___ SUPPLIED TEXT ___

PLODcast: managing success is a high-class problem

10th January 2016

WHY DO WE HAVE SUCCESS?

Whenever success comes a calling, there is a pressing question behind the jubilation: what exactly did we get so right? 

This is a challenge hovering around a myriad businesses, right now. How to account for the meteoric rise in the hoverboard?; or the spectacular return-to-form of Kombucha?; or the astonishing way sentient adults suddenly want to get down with colouring books? 

What exactly drives success is a more testy question than one might imagine. Hitting the ‘bonanza button’ in the first place is rarely a linear or mathematical affair. We humans are analogue, not digital. We make our choices in poetry, not in prose. As a result, the way we fall in love with ideas, brands, programming, whatever, is cloaked in an ambiguous gauze. 

That is, of course, until after the fact. Once you have a bona fide success on your hands, the rules are a little different. 

After the fact, one has a duty to understand the success. This is a high-class problem, but a problem nonetheless. If a successful launch is a triumph of creativity and judgment and intuition, a successful follow-up is more a triumph of insight and clarity.

How else did Adele cut that second album of hers? And her third, for god-sake? Hello!

SERIAL’S SECOND ALBUM CHALLENGE

Let us turn to podcasts for a case in point. (I continue to hold that podcasting is the perfection of radio and a communication medium of the utmost importance.) And the high-class problem du jour: Why was the Serial’s first season such a success?

This was surely the central question facing the team at This American Life – the guys behind the Serial Podcast of 2014 which made Sarah Koenig, its presenter, the Adele of the Podcast medium. The case of the incarceration of Adnan Sayed for the murder of Hae Min Lee was a single story, told week by week, which became a global sensation. But why? What was its essence?

It could have been many things: a crime podcast; a whodunnit podcast; a David and Goliath podcast; a real time investigation podcast; a Nancy Drew Mystery podcast. 

They must surely have tussled to uncover the beating heart of Serial. I hope they at least found the decision difficult, and that they worried if they were getting it right. 

How else can one explain underwhelm that is Season 2?

Season 2 tells the inside story of a news event already widely known to an American audience. Entitled ‘Dustwun’, it examines an American soldier’s decision to leave his military base in Afghanistan without permission, and the five year odyssey of captivity at the hands of the Taliban that ensues, before his eventual release). 

Now that it’s underway (I am up to episode 4, as I write), we have some insight into the Creators’ deliberations. If I indulge in a spot of amateur sleuth decoding, I would say this:

They believe Serial is about storytelling with uncertainty at its centre. Koenig is its narrative voice and intrepid everywoman, who unpicks the greyness of things, layer by layer, leading the listener to question the untouchable nature of truth itself. Yes. It seems to me that the creators of Serial believe that the essence of their global success is ambiguity, under a microscope.

___

WHAT THE EXERCISE ASKS: Pick up the PLODcast piece about Serial and managing success after its last sentence and keep writing it.

___ DATA SHOWN ___

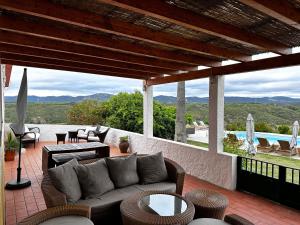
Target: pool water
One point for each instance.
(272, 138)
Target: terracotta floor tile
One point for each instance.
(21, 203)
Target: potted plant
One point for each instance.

___
___ DATA SHOWN ___

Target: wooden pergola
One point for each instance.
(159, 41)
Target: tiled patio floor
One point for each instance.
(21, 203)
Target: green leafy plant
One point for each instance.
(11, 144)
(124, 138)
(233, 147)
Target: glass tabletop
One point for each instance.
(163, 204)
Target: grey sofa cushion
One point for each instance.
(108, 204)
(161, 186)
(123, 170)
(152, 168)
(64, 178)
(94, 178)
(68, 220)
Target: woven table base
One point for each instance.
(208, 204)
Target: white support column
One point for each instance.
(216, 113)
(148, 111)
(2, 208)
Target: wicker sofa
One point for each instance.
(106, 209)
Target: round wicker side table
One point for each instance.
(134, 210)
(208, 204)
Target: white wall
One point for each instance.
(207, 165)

___
___ DATA SHOWN ___

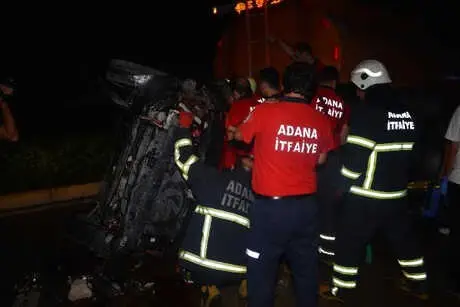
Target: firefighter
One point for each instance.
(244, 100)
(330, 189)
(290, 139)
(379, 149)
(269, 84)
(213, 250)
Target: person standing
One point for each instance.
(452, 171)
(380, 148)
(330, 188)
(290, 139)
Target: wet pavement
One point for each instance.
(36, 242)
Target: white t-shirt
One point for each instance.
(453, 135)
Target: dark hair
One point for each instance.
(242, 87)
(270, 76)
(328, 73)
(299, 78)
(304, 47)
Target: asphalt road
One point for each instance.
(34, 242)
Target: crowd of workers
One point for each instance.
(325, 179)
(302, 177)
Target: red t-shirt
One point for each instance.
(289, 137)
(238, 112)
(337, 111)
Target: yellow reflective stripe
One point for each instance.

___

EXERCISE OUTPUT:
Many novelists, and TV show-runners, and brand owners are pressured into keeping their creative output very close to the superficial reasons for their first big hit. Romance worked, Ms Austen? Well, let’s write another romance novel. That whole Dunder Mifflin office TV scenario thing worked? Well, let’s stay in The Office for 9 seasons. That Christmas ad worked? Let’s schmaltz it up every December, guys. 

WHERE SERIAL SEASON 2 WENT WRONG

But just as there is danger in being too literal when seeking to repeat success, there is also danger in being too vague. My instinct says it is this latter scenario where things went awry for Serial. 

Because, for my money, Serial Season 2 is turning out to be a relative drag. It plods. Relatively! I am listening. I will continue to listen. But I’m only moderately interested in the story, though deeply interested in its  talented storytellers. It’s as if they have not understood why Serial Season 1 was so terrific. 

For me, Season 2 fails to connect in the same visceral way. This failure is revealed at several levels: 

  • it lacks a compelling hero with whom I can relate; 
  • it lacks a temporal excitement from week-to-week, as we know the soldier’s interviews have been laid to tape months before the podcast ever dropped;
  • it lacks Sarah Koenig’s role as co-protagonist, thinking my thoughts and asking my questions; 
  • it lacks a universal tragic heroine – a clear victim whose life and loss we feel; 
  • it lacks a whodunnit momentum, as the outcome of the soldier’s odyssey is known before ever we start. 

Wow. Easy cowboy. 

Is this just another way of saying that one cannot craft two wondrous diamonds in succession? Is the second album always going to be a disappointment?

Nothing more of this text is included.